Rewrite only the part of the listing from the line containing "driveway in the photo above." through the end of the listing, swapping "thickest" for "widest" and leaving everything else unchanged.

Data records:
────────────────────────────────────────

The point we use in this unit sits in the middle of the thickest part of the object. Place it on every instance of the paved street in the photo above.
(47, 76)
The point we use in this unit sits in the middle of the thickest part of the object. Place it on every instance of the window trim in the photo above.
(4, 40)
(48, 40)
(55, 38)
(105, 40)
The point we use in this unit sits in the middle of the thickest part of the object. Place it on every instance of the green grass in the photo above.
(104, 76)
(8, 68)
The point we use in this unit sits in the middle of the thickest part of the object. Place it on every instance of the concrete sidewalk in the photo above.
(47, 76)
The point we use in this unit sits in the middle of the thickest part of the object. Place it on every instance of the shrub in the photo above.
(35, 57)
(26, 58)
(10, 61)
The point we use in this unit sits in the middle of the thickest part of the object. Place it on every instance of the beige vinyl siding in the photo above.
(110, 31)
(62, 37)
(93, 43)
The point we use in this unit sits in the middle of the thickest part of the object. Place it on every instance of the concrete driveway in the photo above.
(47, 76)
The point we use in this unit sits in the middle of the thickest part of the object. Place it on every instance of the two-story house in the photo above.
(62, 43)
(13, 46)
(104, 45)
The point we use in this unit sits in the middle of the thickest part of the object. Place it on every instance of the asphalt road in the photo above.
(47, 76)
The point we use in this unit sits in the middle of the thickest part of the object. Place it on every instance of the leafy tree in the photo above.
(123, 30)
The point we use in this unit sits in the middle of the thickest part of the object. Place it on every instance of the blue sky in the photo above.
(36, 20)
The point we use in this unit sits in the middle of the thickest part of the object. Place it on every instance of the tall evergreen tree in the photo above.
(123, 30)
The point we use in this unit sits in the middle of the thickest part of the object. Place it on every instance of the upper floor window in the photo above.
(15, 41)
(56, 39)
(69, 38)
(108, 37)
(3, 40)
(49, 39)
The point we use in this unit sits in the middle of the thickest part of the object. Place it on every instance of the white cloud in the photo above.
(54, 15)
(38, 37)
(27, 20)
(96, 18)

────────────────────────────────────────

### ANSWER TO THIS PROBLEM
The point we use in this unit sits in the middle of the widest part of the object. Place it on every instance of the concrete driveway in the photo above.
(47, 76)
The point we use in this unit sits in the middle of the widest part of the object. Place it on every instance of the two-story house in the photo above.
(62, 43)
(13, 46)
(104, 45)
The point we use in this unit sits in the middle of the widest part of the object. Place it on every instance of the asphalt road in the photo above.
(47, 76)
The point we use in this unit sits in the middle of the widest part of the object. Place it on every instance of the leafy tree in the photo above.
(123, 30)
The point we use in this unit sits in the middle of the widest part of the object. Place it on every instance of the blue sky in the photo above.
(36, 20)
The point we use in this unit sits in the middle of the widest part of the object. Place it on every instance of the tall evergreen tree in the photo above.
(123, 30)
The point we use in this unit sits in the middle of the widest part of the object. Place it on every instance of the upper floor window in the photo above.
(15, 41)
(56, 39)
(69, 38)
(108, 37)
(3, 40)
(49, 39)
The point we use in this unit sits in the middle of the widest part of the object. Place it on every instance of the white cloud in the photo above.
(54, 15)
(38, 37)
(27, 20)
(96, 18)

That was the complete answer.